>> START Source text

It’s no wonder, then, that Trout announced to Americans: “the president wants to come into your home and sit at your fireside for a little fireside chat.” The title stuck. It did feel, to many people, as if the president was sitting in their parlor.

Roosevelt came at the right time. The radio age had just begun, and it only grew during his twelve years in office. About forty percent of Americans had a radio at the beginning of FDR’s term—five years in, almost ninety percent of Americans had a radio.

Certainly it was one thing to have a radio and a large audience, but quite another to speak with the eloquence and clarity that FDR used while speaking to the country (just ask Herbert Hoover). Roosevelt succeeded in reaching a great number of Americans, and giving a boost to their confidence.

Other presidents have similarly used new technologies to communicate with a mass audience. An obvious example is President Trump’s use of Twitter. President Obama used Facebook, and even appeared on “Between Two Ferns” to promote his health care legislation. President Kennedy, too, used the new power of television to reach more Americans. Kennedy gave the first live televised press conference.

>> END Source text
>> START Excerpted records

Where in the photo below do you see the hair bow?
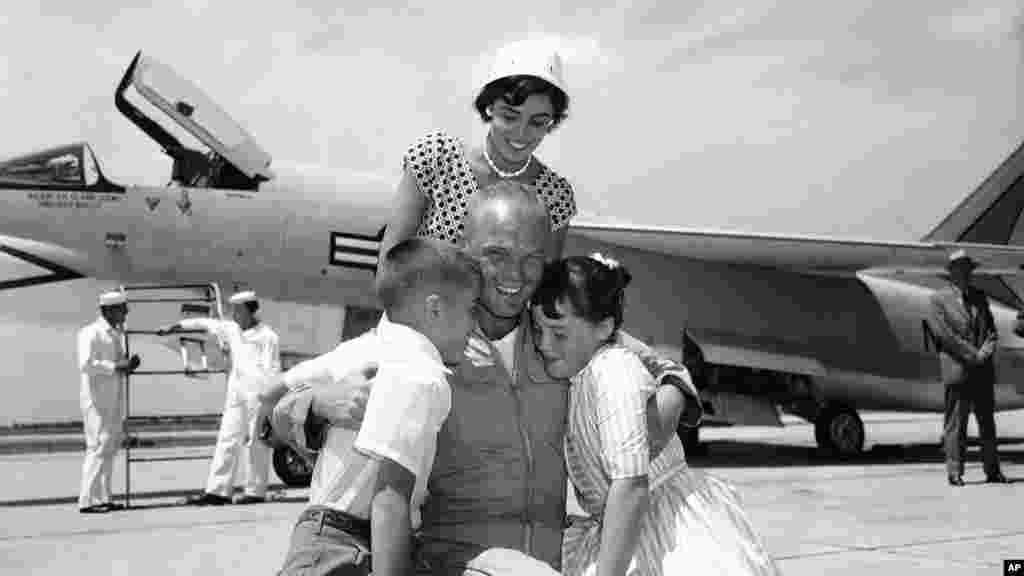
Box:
[590,252,618,270]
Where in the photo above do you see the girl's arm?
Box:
[377,170,427,274]
[597,476,648,576]
[590,348,653,576]
[548,224,569,261]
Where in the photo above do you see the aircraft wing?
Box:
[572,222,1024,277]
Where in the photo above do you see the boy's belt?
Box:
[299,506,370,542]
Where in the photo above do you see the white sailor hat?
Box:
[99,290,128,306]
[946,248,978,269]
[227,290,256,304]
[483,40,569,96]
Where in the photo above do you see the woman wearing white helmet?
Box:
[381,42,575,257]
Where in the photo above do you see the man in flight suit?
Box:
[160,291,281,505]
[931,250,1007,486]
[78,291,139,513]
[268,180,700,576]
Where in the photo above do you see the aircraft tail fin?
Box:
[923,142,1024,245]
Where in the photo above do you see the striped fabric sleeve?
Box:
[592,348,652,480]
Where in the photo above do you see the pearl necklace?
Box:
[483,143,534,178]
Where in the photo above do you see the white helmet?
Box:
[483,40,569,97]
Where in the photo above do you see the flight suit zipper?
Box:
[509,334,534,554]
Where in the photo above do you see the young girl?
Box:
[532,255,778,576]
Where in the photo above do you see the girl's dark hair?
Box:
[473,75,569,128]
[532,256,633,330]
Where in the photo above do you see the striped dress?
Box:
[562,345,778,576]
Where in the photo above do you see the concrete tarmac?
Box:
[0,411,1024,576]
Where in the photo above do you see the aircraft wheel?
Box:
[814,405,864,457]
[272,446,313,488]
[677,426,708,456]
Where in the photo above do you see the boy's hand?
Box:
[311,364,377,430]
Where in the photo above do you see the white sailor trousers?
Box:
[206,382,270,498]
[78,375,122,508]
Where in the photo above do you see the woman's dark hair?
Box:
[473,76,569,128]
[532,256,633,330]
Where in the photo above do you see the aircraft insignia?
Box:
[330,229,384,271]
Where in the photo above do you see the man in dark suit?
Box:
[931,250,1007,486]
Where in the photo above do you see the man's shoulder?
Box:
[928,286,957,303]
[78,320,99,336]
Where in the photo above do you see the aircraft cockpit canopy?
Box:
[0,142,120,191]
[115,52,274,190]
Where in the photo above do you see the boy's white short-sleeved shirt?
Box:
[299,317,452,528]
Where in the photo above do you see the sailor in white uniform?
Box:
[78,291,140,513]
[161,291,281,505]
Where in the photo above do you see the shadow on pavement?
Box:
[686,437,1024,468]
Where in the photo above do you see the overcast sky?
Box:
[0,0,1024,240]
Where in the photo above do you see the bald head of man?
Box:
[463,180,552,323]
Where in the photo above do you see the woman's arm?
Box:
[377,170,427,274]
[597,476,649,576]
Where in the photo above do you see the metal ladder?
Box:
[121,283,224,508]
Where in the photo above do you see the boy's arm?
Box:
[370,458,416,576]
[352,362,450,575]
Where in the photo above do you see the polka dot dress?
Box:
[402,131,575,243]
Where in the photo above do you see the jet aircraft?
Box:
[0,52,1024,479]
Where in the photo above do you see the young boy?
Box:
[281,238,480,576]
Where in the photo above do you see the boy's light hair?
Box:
[376,237,480,316]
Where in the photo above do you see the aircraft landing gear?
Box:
[271,446,313,488]
[814,404,864,458]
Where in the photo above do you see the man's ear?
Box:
[423,294,444,319]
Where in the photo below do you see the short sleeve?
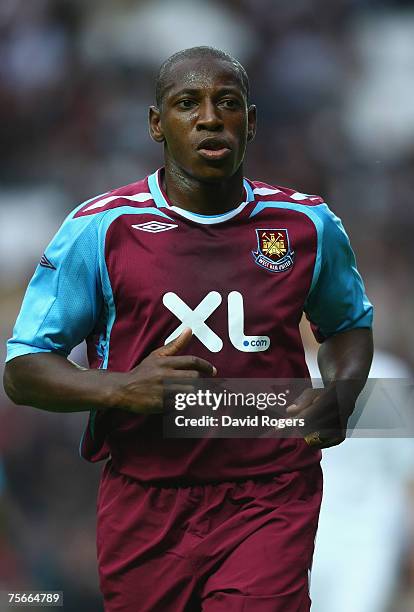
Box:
[304,204,373,342]
[6,211,103,361]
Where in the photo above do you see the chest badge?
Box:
[252,229,295,272]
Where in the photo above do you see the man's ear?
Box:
[148,106,164,142]
[247,104,257,142]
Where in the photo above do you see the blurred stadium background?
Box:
[0,0,414,612]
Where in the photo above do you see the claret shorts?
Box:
[97,460,322,612]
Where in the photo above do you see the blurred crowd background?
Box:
[0,0,414,612]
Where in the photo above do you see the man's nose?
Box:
[197,100,223,131]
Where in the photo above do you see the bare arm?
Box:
[287,329,373,448]
[4,329,215,414]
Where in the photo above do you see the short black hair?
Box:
[155,46,250,108]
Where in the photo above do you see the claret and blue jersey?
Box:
[7,171,372,481]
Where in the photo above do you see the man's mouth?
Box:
[197,138,231,160]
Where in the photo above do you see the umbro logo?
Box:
[39,254,56,270]
[132,221,178,234]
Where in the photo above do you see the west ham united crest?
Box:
[252,229,294,272]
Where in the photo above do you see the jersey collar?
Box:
[148,168,254,225]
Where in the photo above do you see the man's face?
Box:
[150,57,256,181]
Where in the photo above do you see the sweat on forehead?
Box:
[155,47,249,107]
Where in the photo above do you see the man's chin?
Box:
[189,163,238,183]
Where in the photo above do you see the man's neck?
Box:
[162,163,245,215]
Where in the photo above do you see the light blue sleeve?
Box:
[304,204,373,341]
[6,209,103,361]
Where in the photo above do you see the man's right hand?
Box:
[113,328,217,414]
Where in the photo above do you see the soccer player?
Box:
[5,47,372,612]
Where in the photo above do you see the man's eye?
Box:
[220,98,239,108]
[178,98,195,109]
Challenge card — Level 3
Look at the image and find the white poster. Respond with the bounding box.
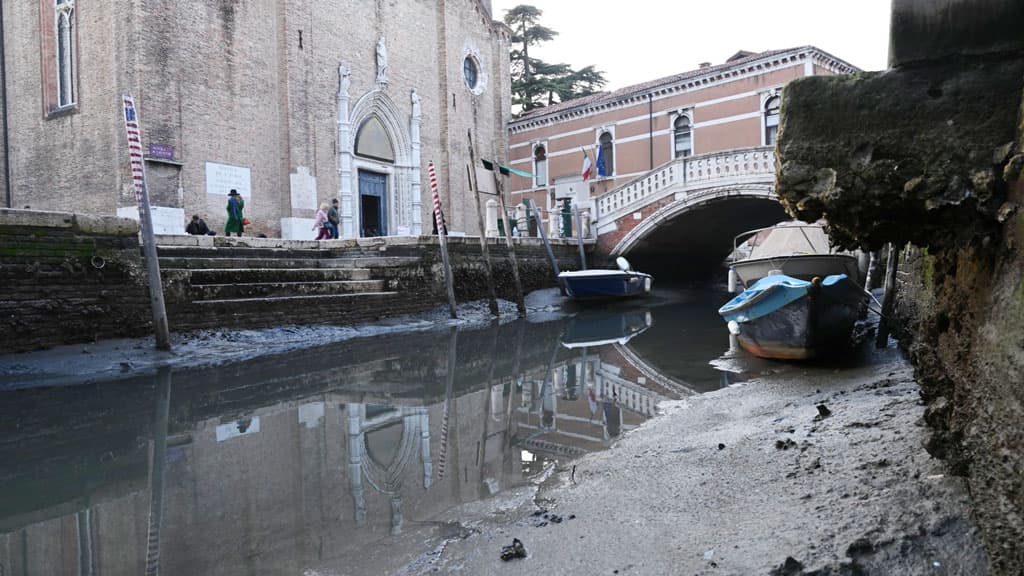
[206,162,252,200]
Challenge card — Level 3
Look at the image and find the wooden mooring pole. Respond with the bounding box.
[466,130,499,316]
[427,162,459,320]
[494,163,526,314]
[874,243,899,348]
[534,199,565,294]
[572,206,587,270]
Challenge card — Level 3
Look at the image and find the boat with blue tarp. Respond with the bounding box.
[718,274,865,360]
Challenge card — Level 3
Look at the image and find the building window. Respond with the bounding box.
[462,56,479,90]
[765,96,780,146]
[53,0,77,108]
[597,132,615,177]
[534,146,548,188]
[674,116,693,158]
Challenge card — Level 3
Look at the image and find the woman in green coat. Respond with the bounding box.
[224,189,246,236]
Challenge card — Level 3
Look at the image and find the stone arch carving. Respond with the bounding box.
[610,183,778,257]
[338,85,422,238]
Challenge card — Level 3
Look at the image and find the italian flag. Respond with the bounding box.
[580,149,590,181]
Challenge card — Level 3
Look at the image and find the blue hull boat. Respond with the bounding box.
[558,257,654,300]
[558,270,653,300]
[718,274,864,360]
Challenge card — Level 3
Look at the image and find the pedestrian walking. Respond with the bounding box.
[327,198,341,239]
[313,203,331,240]
[185,214,215,236]
[224,188,246,237]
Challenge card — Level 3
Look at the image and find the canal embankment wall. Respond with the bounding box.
[0,209,592,354]
[777,0,1024,574]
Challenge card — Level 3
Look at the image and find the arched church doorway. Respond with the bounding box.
[359,170,388,238]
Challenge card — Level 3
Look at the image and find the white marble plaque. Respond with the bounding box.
[281,218,316,240]
[289,166,316,210]
[206,162,252,200]
[118,206,185,234]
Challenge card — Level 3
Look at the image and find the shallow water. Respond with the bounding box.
[0,290,743,575]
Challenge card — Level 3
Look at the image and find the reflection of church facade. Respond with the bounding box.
[0,327,688,575]
[0,0,510,239]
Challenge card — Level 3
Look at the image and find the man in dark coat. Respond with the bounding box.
[185,214,212,236]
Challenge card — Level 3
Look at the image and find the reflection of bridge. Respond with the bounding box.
[594,147,785,272]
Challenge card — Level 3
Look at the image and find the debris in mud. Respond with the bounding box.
[502,538,526,562]
[775,438,797,450]
[771,556,804,576]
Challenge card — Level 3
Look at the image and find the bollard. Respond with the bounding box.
[484,199,498,238]
[729,268,739,294]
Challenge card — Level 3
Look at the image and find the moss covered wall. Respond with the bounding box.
[777,41,1024,575]
[0,209,153,352]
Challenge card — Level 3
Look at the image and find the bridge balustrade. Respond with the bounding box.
[594,147,775,223]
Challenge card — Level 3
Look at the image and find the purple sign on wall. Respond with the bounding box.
[150,143,174,160]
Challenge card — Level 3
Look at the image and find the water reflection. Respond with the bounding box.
[0,289,745,574]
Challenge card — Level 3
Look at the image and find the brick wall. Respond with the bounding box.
[0,209,152,352]
[0,209,580,354]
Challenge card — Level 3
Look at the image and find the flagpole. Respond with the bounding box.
[121,94,171,351]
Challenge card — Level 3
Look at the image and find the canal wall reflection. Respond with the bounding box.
[0,307,688,574]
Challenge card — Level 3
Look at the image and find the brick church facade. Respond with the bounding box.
[0,0,510,239]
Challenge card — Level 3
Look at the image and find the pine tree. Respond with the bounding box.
[505,4,605,113]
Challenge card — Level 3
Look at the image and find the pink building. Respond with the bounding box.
[509,46,858,264]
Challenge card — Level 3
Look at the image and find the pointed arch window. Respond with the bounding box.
[53,0,76,108]
[39,0,78,115]
[765,96,781,146]
[534,145,548,188]
[673,115,693,158]
[355,116,394,164]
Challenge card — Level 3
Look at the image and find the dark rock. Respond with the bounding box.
[771,557,804,576]
[502,538,526,562]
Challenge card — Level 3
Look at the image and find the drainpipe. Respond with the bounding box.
[0,2,14,208]
[647,92,654,170]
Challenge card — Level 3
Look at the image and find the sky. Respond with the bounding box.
[492,0,892,90]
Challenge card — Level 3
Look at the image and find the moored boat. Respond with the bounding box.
[561,310,652,349]
[718,274,864,360]
[558,257,653,300]
[729,221,859,289]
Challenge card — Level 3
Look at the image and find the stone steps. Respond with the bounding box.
[158,239,432,330]
[160,253,419,270]
[189,278,384,303]
[187,268,372,286]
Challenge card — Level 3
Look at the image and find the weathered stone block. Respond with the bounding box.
[776,53,1024,249]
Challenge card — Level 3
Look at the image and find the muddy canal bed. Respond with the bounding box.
[0,290,984,576]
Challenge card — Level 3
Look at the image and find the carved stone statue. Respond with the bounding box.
[377,36,387,84]
[411,88,421,118]
[338,65,351,96]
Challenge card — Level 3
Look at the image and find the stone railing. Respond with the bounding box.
[594,147,775,222]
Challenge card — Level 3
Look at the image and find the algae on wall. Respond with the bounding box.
[777,53,1024,574]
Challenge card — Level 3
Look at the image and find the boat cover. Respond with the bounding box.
[718,274,848,323]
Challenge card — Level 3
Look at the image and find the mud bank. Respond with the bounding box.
[421,349,987,575]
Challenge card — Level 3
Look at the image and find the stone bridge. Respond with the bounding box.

>> END Excerpted records

_Work to complete_
• A. Reproduce the stretch of the fireside chat passage from "Certainly it was" through "to their confidence.".
• B. Answer these questions from the fireside chat passage:
(i) About what share of Americans had a radio when FDR's term began?
(ii) Which platform did President Obama use?
(iii) What did Kennedy give that was a first?
• C. Decide whether each statement agrees with the fireside chat passage, answering yes or no and quoting the words that settle it:
(i) Roosevelt spent twelve years in office.
(ii) Five years into FDR's term, about half of Americans had a radio.
(iii) Obama appeared on "Between Two Ferns" to promote his health care legislation.
Rely only on the fireside chat passage and nothing else.

_Answers below_
• A.
Certainly it was one thing to have a radio and a large audience, but quite another to speak with the eloquence and clarity that FDR used while speaking to the country (just ask Herbert Hoover). Roosevelt succeeded in reaching a great number of Americans, and giving a boost to their confidence.

• B.
(i) About forty percent.
(ii) Facebook.
(iii) The first live televised press conference.

• C.
(i) Yes: "his twelve years in office"
(ii) No: "five years in, almost ninety percent of Americans had a radio"
(iii) Yes: "even appeared on “Between Two Ferns” to promote his health care legislation"